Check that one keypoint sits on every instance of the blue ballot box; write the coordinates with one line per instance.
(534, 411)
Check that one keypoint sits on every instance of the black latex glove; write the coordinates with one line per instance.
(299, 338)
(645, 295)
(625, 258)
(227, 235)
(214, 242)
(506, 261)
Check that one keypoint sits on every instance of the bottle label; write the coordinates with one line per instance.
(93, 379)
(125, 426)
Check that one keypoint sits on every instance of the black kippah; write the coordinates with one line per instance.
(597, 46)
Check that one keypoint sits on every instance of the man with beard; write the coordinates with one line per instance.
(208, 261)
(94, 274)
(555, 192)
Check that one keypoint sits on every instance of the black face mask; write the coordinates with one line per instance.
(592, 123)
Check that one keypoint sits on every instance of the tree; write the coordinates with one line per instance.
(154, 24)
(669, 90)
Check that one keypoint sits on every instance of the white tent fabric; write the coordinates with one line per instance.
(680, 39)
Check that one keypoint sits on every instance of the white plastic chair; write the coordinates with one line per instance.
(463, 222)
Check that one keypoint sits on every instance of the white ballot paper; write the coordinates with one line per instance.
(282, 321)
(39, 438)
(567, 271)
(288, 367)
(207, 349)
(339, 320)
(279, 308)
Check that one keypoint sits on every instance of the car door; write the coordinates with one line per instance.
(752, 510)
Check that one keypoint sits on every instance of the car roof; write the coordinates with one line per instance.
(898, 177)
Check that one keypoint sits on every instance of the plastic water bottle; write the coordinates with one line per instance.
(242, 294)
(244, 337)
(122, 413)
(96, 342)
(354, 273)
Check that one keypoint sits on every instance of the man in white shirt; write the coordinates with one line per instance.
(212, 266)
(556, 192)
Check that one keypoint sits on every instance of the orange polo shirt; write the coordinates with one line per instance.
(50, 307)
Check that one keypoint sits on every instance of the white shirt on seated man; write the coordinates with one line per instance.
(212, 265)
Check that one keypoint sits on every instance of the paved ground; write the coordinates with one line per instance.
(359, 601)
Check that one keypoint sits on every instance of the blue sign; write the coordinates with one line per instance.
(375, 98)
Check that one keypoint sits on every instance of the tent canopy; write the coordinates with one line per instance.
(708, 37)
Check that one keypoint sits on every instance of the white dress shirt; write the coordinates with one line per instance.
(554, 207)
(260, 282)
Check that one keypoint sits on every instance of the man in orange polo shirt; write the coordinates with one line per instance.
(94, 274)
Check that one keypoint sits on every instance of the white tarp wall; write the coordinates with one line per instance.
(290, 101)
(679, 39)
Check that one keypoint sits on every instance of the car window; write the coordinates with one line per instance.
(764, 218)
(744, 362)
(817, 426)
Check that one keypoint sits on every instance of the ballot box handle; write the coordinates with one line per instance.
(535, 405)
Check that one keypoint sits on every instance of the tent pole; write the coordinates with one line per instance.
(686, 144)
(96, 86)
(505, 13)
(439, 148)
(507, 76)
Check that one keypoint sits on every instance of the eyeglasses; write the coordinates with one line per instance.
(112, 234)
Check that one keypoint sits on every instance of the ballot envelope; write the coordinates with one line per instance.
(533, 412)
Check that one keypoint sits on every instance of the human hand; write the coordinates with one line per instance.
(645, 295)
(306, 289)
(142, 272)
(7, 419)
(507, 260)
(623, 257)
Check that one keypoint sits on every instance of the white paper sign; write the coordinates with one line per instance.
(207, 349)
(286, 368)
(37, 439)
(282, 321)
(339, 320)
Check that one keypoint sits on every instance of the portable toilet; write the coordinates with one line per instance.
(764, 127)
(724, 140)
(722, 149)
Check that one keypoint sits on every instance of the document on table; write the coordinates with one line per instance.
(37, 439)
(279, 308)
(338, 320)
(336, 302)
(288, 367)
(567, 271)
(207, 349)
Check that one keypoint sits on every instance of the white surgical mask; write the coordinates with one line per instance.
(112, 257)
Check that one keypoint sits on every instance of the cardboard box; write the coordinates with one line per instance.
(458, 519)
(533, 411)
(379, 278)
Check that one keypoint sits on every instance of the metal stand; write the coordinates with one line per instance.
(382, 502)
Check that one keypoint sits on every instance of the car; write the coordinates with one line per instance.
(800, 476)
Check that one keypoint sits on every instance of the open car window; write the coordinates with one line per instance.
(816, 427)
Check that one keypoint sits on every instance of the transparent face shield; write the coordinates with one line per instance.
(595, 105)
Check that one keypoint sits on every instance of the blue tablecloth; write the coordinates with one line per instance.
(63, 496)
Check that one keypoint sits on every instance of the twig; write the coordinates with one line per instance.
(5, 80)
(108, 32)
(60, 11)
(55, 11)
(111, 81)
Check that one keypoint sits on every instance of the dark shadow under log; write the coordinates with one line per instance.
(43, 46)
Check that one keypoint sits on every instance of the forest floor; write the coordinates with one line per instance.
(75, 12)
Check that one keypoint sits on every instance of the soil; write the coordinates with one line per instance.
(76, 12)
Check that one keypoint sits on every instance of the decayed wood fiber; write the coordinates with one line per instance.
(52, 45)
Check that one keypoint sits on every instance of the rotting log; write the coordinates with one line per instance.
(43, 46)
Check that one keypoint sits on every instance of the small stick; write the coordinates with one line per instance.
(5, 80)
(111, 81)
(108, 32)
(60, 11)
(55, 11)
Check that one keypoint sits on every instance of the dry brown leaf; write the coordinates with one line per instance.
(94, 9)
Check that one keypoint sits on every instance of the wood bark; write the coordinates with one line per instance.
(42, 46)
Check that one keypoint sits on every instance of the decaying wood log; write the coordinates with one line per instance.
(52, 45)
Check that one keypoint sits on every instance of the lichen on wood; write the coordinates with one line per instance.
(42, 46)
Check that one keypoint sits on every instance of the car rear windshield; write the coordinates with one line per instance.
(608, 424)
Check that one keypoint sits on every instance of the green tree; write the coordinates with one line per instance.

◆ ◆ ◆

== GOAL OF THE EXERCISE ==
Output the full listing above without altering a single word.

== TASK RESPONSE ==
Check that one keypoint sits on every instance of the blue ballot box; write the coordinates with one line per instance.
(534, 411)
Check that one keypoint sits on every instance of the black latex glove; write the coordinates with one line per instance.
(299, 338)
(645, 295)
(625, 258)
(227, 235)
(214, 242)
(506, 261)
Check that one keypoint sits on every instance of the bottle label; write the coordinates with one line per instance.
(93, 379)
(125, 426)
Check that one keypoint sits on every instance of the black kippah; write the coordinates with one line per instance.
(597, 46)
Check that one keypoint sits on every instance of the man with beard; write the coordinates with one line per instance.
(208, 261)
(94, 274)
(555, 192)
Check that one keypoint sits on every instance of the black face mask; write the coordinates with one line per instance.
(592, 123)
Check that one keypoint sits on every instance of the tree; write the coordinates with one line per instance.
(154, 24)
(669, 90)
Check that one keypoint sits on every instance of the white tent fabric; write the coordinates with one line per instance.
(680, 39)
Check that one keypoint sits on every instance of the white plastic chair; write the coordinates with one line per instance.
(463, 222)
Check that one keypoint sits on every instance of the white ballot paper; write the coordinates with one line per instance.
(282, 321)
(39, 438)
(567, 271)
(288, 367)
(207, 349)
(339, 320)
(279, 308)
Check that one keypoint sits on every instance of the car door; write the coordinates with one line per instance.
(752, 510)
Check that one keypoint sits on every instance of the car roof; write the coordinates with one line per instance.
(898, 177)
Check that one keypoint sits on every instance of the plastic water bottle; write the coordinates with one line per instance.
(242, 294)
(244, 337)
(122, 413)
(96, 342)
(354, 273)
Check that one keypoint sits on every instance of the man in white shirt; write the coordinates with one line per instance.
(212, 266)
(556, 192)
Check that one keypoint sits on every instance of the orange polo shirt; write the coordinates with one line per instance.
(50, 307)
Check that one keypoint sits on every instance of the white shirt on seated man; write the coordinates with one line per instance.
(212, 265)
Check that one keypoint sits on every instance of the paved ground; write the coordinates with one line per instance.
(359, 601)
Check that one keypoint sits on every instance of the blue sign; write the coordinates with one line per instance.
(375, 98)
Check that one keypoint sits on every instance of the tent canopy; write the coordinates with one line per instance.
(708, 37)
Check that one keypoint sits on every instance of the white dress shirt; write the coordinates with one line per instance.
(554, 207)
(260, 282)
Check that one keypoint sits on every instance of the man in orange polo shirt; write the coordinates with one line per instance.
(94, 274)
Check that one keypoint sits on every instance of the white tarp wall; write the coordinates with one line per instance.
(290, 101)
(679, 39)
Check that one keypoint sits on every instance of the car window; write the coordinates with one line per instance.
(764, 218)
(744, 362)
(817, 426)
Check that one keypoint sits on every instance of the ballot box handle; write the coordinates with one line per instance.
(535, 405)
Check that one keypoint sits on every instance of the tent pole; write the coordinates with one line per instance.
(686, 144)
(96, 86)
(505, 13)
(439, 148)
(507, 76)
Check that one keypoint sits on every instance of the eyeglasses; write the coordinates with one line per instance.
(112, 234)
Check that one keypoint sits on every instance of the ballot envelope; write the coordinates with one line per instance.
(533, 412)
Check that one keypoint sits on every instance of the human hand; write the coordinates with one line per instance.
(645, 295)
(306, 289)
(142, 272)
(7, 419)
(507, 260)
(623, 257)
Check that one keypoint sits on every instance of the white paper sign; write the coordinates with one line per instance.
(207, 349)
(286, 368)
(37, 439)
(282, 321)
(339, 320)
Check that one keypoint sits on every instance of the portable toilet; write the coordinates with one line per instance.
(764, 127)
(724, 140)
(722, 149)
Check that one keypoint sits on every instance of the document on table; write the coordinates with one line per instance.
(37, 439)
(279, 308)
(338, 320)
(336, 302)
(288, 367)
(567, 271)
(207, 349)
Check that one keypoint sits on every instance of the white surgical mask; write the coordinates with one line per instance.
(112, 257)
Check that one keypoint sits on every instance of the cardboard box; write the coordinates with one line per instance.
(458, 519)
(533, 411)
(379, 278)
Check that one keypoint sits on every instance of the metal stand; write the coordinates with one line per instance.
(382, 502)
Check that one keypoint sits on every instance of the car; write the coordinates with one line per instance.
(800, 476)
Check that one keypoint sits on every instance of the open car window; write the coordinates with one line per instance.
(816, 427)
Check that one keypoint sits on every instance of the transparent face shield; write the coordinates with one line per instance.
(595, 105)
Check that one keypoint sits on every instance of the blue tablecloth; write the coordinates with one line per instance.
(63, 496)
Check that one keypoint sits on every instance of the twig; write the coordinates with one line per instance.
(5, 80)
(108, 32)
(60, 11)
(55, 11)
(111, 81)
Check that one keypoint sits on every instance of the dark shadow under log; write the coordinates with one line per instance.
(43, 46)
Check that one keypoint sits on every instance of the forest floor; write the coordinates with one line per instance.
(75, 12)
Check that one keypoint sits on every instance of the soil; write the coordinates with one line per instance.
(76, 12)
Check that one keypoint sits on every instance of the decayed wood fiber; write the coordinates with one line per instance.
(52, 45)
Check that one keypoint sits on every instance of the rotting log; write the coordinates with one line per instance.
(43, 46)
Check that one keypoint sits on every instance of the small stick; write the coordinates with one line per instance.
(5, 80)
(111, 81)
(108, 32)
(60, 11)
(55, 11)
Check that one keypoint sits on every instance of the dry brown leaf; write the coordinates with one line per instance.
(94, 9)
Check that one keypoint sits on every instance of the wood bark; write the coordinates with one line per instance.
(42, 46)
Check that one keypoint sits on every instance of the decaying wood log; write the coordinates with one line per instance.
(52, 45)
Check that one keypoint sits on every instance of the lichen on wood; write the coordinates with one line per instance.
(42, 46)
Check that one keypoint sits on every instance of the car rear windshield; write the coordinates with one line per instance.
(608, 424)
Check that one keypoint sits on every instance of the green tree; write the coordinates with one line per instance.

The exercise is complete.